# START OF Raw data
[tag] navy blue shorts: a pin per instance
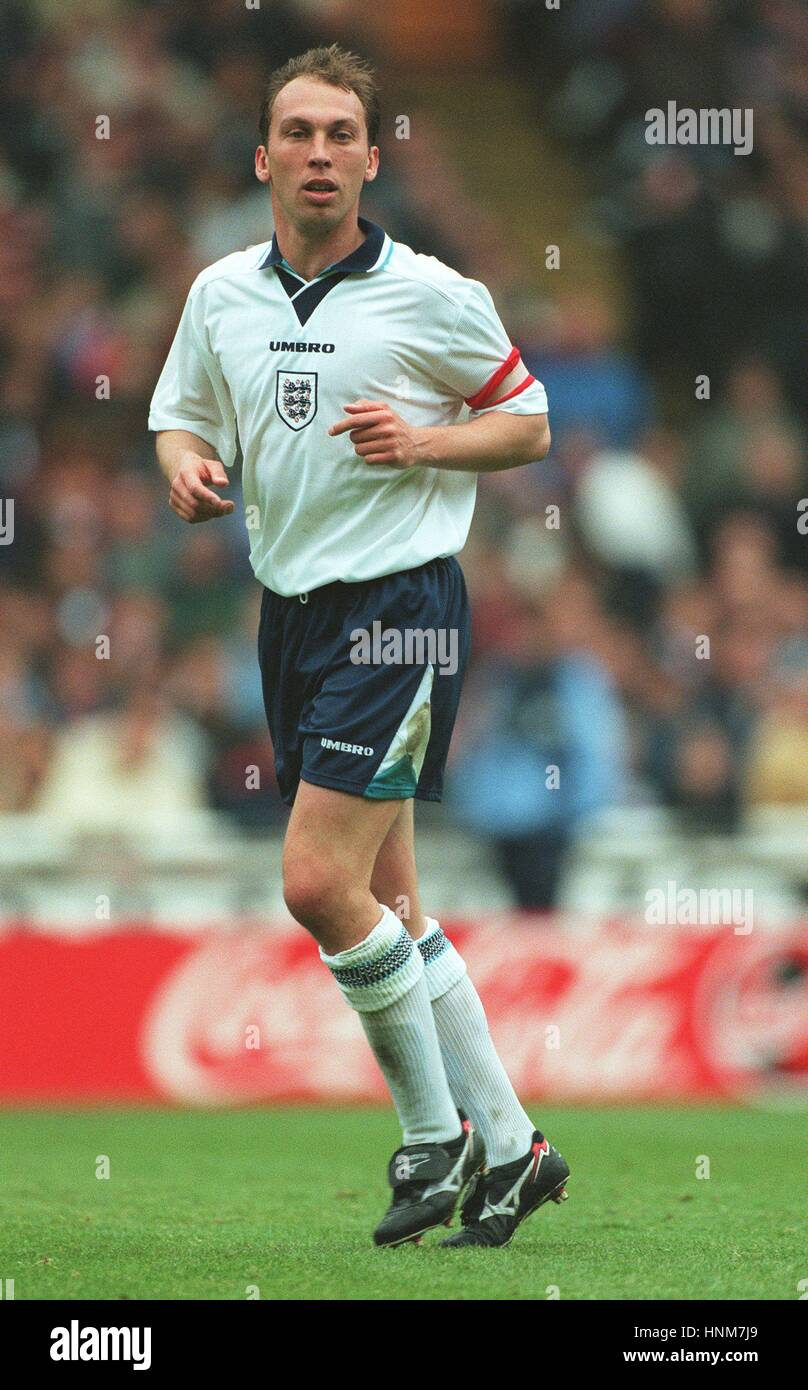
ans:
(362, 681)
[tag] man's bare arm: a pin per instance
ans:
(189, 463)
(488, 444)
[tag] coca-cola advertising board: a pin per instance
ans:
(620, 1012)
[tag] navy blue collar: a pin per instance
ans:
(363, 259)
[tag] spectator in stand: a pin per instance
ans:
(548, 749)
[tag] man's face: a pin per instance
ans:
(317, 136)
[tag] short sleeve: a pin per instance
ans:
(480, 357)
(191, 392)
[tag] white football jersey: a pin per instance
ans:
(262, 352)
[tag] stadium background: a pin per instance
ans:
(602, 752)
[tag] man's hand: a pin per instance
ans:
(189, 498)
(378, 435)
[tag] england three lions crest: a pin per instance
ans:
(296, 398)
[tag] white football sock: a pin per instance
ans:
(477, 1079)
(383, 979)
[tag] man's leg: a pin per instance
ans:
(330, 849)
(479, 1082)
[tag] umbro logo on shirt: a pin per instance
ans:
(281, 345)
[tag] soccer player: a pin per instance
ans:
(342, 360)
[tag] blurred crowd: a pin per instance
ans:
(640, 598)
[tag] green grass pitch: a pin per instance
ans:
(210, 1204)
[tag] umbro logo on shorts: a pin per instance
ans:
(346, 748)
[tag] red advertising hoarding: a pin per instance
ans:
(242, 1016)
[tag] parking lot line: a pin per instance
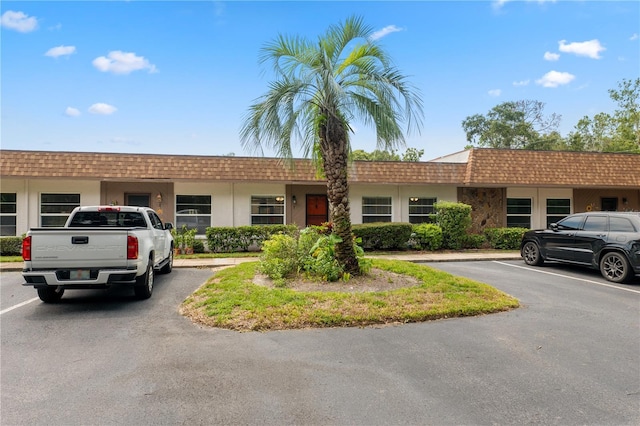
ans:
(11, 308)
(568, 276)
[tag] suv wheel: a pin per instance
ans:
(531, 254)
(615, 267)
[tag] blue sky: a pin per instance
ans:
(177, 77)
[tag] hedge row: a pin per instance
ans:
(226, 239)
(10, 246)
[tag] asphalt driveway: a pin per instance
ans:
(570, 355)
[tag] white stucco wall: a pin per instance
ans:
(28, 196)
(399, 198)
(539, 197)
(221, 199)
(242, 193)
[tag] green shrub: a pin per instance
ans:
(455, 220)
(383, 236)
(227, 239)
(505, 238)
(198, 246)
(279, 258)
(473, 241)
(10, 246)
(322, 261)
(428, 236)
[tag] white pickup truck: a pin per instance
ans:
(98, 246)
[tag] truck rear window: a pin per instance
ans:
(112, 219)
# END OF Raw data
# START OF Raw data
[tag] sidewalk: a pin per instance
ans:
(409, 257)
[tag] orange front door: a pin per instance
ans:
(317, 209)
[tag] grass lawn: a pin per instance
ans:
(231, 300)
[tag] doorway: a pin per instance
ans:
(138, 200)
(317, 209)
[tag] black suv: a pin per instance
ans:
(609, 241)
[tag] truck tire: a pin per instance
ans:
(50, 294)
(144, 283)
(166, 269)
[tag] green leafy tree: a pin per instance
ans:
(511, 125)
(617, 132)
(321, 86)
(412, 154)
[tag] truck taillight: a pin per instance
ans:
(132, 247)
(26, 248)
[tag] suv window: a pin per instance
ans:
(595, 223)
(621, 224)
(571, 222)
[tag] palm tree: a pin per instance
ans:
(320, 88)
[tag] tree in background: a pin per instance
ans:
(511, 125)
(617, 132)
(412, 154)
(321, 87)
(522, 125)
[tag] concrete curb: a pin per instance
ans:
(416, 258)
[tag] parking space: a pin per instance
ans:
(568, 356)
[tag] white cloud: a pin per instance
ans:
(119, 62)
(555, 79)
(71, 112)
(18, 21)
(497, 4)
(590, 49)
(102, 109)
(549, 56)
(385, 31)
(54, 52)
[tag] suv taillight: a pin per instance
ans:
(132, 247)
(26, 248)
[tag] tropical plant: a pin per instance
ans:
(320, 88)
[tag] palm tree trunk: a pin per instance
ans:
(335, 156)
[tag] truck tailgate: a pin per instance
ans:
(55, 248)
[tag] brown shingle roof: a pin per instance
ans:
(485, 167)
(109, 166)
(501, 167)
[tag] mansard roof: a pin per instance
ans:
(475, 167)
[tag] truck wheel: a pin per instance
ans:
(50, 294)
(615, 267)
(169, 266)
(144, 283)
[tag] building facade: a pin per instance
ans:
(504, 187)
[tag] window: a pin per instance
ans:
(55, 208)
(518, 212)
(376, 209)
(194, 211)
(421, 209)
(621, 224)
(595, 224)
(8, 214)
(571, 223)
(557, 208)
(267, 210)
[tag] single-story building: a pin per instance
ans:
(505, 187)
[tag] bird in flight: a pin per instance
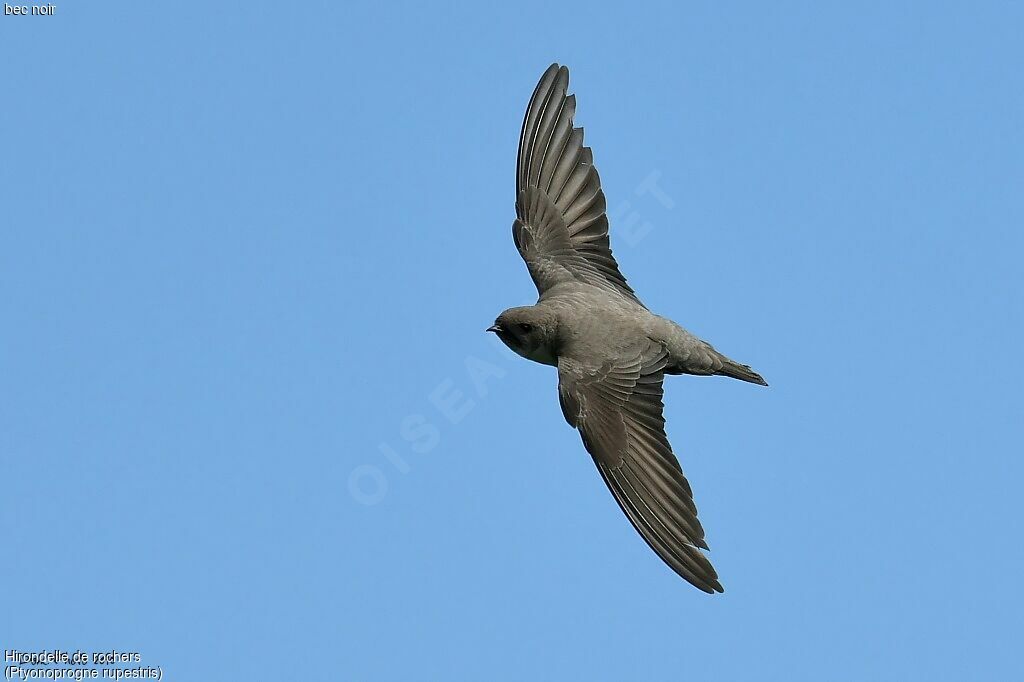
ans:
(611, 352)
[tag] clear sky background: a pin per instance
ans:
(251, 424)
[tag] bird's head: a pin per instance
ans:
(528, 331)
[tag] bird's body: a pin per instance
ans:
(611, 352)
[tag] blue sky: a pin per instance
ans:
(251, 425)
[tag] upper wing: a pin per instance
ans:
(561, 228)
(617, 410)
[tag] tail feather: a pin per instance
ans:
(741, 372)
# END OF Raw data
Scale the coordinates in the answers across the lines between the one holding "[tag] white football sock: a pin per instance" and the one holding "(242, 1016)", inclusive, by multiplying each by 2.15 and rounding to whole numbers with halves going up. Give all those lines again, requests included, with the scaled coordinates in place of the originals.

[tag] white football sock: a pin per instance
ans:
(1026, 2320)
(823, 2105)
[tag] man's leg: a pin per instance
ans:
(710, 1825)
(1030, 2326)
[tag] umbro logo on shirt: a pin per instance
ans:
(604, 742)
[tag] soccer player: a pin per instance
ans:
(735, 774)
[tag] blurred crowd: a pin per instance
ans:
(1376, 1286)
[tag] green grass pitch: a pin per instance
ans:
(452, 2589)
[tag] umbro logo on shorts: a pin per instance
ans:
(744, 1608)
[tag] red advertising hoarding: a pin per instance
ans:
(520, 2184)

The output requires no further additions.